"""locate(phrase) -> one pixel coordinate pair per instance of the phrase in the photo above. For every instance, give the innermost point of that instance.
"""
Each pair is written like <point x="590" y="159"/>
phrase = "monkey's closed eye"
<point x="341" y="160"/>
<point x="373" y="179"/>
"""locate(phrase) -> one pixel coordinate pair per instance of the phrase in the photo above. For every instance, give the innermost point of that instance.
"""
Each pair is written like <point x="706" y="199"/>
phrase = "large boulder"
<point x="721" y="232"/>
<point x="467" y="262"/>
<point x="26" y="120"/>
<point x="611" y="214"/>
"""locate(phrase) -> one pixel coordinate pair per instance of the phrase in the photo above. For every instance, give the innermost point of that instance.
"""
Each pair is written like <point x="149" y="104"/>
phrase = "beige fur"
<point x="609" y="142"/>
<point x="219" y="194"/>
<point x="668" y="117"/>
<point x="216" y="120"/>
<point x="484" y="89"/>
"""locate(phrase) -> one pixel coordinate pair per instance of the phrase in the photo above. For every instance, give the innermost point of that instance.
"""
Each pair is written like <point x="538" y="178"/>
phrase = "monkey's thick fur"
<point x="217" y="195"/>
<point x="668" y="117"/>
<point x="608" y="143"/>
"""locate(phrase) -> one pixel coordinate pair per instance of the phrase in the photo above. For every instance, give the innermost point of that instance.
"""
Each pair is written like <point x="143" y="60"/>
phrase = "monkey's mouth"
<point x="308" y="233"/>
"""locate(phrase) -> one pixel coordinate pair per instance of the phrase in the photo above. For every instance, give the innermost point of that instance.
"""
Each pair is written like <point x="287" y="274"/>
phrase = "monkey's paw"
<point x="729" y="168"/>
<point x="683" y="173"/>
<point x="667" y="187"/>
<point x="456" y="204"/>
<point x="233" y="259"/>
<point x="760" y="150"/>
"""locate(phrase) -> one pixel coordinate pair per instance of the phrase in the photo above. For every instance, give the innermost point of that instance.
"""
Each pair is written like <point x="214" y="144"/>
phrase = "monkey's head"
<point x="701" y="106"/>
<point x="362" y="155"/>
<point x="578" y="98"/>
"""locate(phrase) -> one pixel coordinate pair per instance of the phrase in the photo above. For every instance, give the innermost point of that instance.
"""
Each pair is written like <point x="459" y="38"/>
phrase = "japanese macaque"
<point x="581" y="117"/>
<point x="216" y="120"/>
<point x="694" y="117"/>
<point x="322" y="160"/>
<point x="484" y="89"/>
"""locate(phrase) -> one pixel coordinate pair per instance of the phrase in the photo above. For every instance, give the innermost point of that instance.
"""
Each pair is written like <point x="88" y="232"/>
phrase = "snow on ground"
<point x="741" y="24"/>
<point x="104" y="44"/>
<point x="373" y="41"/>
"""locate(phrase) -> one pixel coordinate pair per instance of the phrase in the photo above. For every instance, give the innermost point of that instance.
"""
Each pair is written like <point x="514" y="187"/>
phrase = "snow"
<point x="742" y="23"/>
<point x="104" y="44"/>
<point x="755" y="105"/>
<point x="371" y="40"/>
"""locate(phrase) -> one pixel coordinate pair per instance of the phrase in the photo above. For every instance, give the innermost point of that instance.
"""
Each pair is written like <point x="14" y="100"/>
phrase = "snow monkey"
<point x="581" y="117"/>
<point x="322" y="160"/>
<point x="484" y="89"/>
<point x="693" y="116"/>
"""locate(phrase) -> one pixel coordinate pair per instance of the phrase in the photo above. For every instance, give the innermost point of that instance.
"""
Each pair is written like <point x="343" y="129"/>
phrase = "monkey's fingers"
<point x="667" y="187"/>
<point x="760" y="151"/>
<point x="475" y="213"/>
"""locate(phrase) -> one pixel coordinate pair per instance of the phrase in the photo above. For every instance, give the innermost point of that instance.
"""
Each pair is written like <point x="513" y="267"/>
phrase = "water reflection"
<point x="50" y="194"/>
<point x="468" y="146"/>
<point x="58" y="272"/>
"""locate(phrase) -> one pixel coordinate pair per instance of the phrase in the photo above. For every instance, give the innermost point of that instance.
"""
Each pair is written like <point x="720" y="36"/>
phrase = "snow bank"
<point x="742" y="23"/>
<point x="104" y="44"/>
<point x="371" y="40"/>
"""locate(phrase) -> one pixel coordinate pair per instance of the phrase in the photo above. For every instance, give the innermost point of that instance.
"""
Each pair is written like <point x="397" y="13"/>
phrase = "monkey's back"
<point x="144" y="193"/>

====

- Exercise aim: Go through the listing and copy all of it exactly.

- Answer below:
"""locate(phrase) -> one pixel coordinate pair per instance of the phrase in the photo above. For every instance, give the innermost point of that instance.
"""
Each pair is written like <point x="590" y="159"/>
phrase = "monkey's closed eye"
<point x="341" y="160"/>
<point x="373" y="179"/>
"""locate(phrase) -> one pixel coordinate pair per instance of the phrase in the photo above. For every instance, give the innermost point of that instance.
"""
Each pair is written like <point x="706" y="199"/>
phrase = "large boulder"
<point x="721" y="232"/>
<point x="467" y="262"/>
<point x="26" y="120"/>
<point x="611" y="214"/>
"""locate(phrase) -> one pixel coordinate pair per instance of the phrase in the photo above. For every instance, give the innermost point of that instance.
"""
Each pair is written like <point x="149" y="104"/>
phrase = "beige fur"
<point x="609" y="142"/>
<point x="219" y="194"/>
<point x="668" y="117"/>
<point x="216" y="120"/>
<point x="484" y="89"/>
"""locate(phrase) -> one pixel coordinate pair per instance of the phrase in the photo above. For every instance, give the innermost point of that instance.
"""
Each pair is written like <point x="538" y="178"/>
phrase = "monkey's thick fur"
<point x="217" y="195"/>
<point x="668" y="117"/>
<point x="608" y="143"/>
"""locate(phrase) -> one pixel coordinate pair per instance of the phrase in the photo above. For every instance, give the innermost point of that instance.
"""
Each pair is written like <point x="143" y="60"/>
phrase = "monkey's mouth"
<point x="308" y="233"/>
"""locate(phrase) -> one pixel coordinate pair per instance of the phrase in the photo above. For every instance, give the innermost point of that instance.
"""
Each pair is written like <point x="287" y="274"/>
phrase = "monkey's paw"
<point x="729" y="168"/>
<point x="683" y="173"/>
<point x="667" y="187"/>
<point x="456" y="204"/>
<point x="233" y="259"/>
<point x="760" y="150"/>
"""locate(phrase) -> one pixel coordinate pair per instance of the phrase in the photo above. For every instance, give the innermost point of that instance.
"""
Each pair is written like <point x="214" y="144"/>
phrase = "monkey's head"
<point x="701" y="106"/>
<point x="362" y="155"/>
<point x="578" y="98"/>
"""locate(phrase) -> one pixel coordinate pair per instance of the phrase in the photo above. For every instance, give the innermost point of that instance.
"""
Each pair is written like <point x="459" y="38"/>
phrase = "japanese macaque"
<point x="581" y="117"/>
<point x="216" y="120"/>
<point x="694" y="117"/>
<point x="322" y="160"/>
<point x="484" y="89"/>
"""locate(phrase) -> one pixel coordinate pair per instance of the phrase in the photo above. For every instance, give the innermost point of that instance.
"""
Each pair is written like <point x="88" y="232"/>
phrase = "snow on ground"
<point x="741" y="24"/>
<point x="104" y="44"/>
<point x="373" y="41"/>
"""locate(phrase) -> one pixel coordinate pair per instance of the phrase in the photo above. For every instance, give the innermost point of that instance.
"""
Each pair is written like <point x="514" y="187"/>
phrase = "snow"
<point x="742" y="23"/>
<point x="104" y="44"/>
<point x="755" y="105"/>
<point x="371" y="40"/>
"""locate(phrase) -> one pixel coordinate pair per instance of the phrase in the photo above. For every instance, give the innermost point of that instance.
"""
Each pair is written like <point x="14" y="100"/>
phrase = "snow monkey"
<point x="581" y="117"/>
<point x="322" y="160"/>
<point x="484" y="89"/>
<point x="693" y="116"/>
"""locate(phrase) -> one pixel coordinate pair per instance of the phrase in the photo above. For every instance, give the innermost point of that instance.
"""
Each pair is written like <point x="343" y="129"/>
phrase = "monkey's fingers"
<point x="667" y="187"/>
<point x="760" y="151"/>
<point x="475" y="213"/>
"""locate(phrase) -> one pixel coordinate pair per instance of the phrase in the photo above. For every instance, give the innermost point of that instance.
"""
Each pair is written like <point x="513" y="267"/>
phrase = "water reflection"
<point x="50" y="194"/>
<point x="468" y="146"/>
<point x="58" y="272"/>
"""locate(phrase) -> one pixel coordinate pair per instance of the phrase in the photo above. For every instance, give the innermost point of that instance.
"""
Each pair is written like <point x="720" y="36"/>
phrase = "snow bank"
<point x="742" y="23"/>
<point x="104" y="44"/>
<point x="371" y="40"/>
"""locate(phrase) -> one pixel coordinate pair per instance of the phrase in the photo above. For every instance, give the innermost point of that instance.
"""
Each pair is written like <point x="397" y="13"/>
phrase = "monkey's back"
<point x="144" y="193"/>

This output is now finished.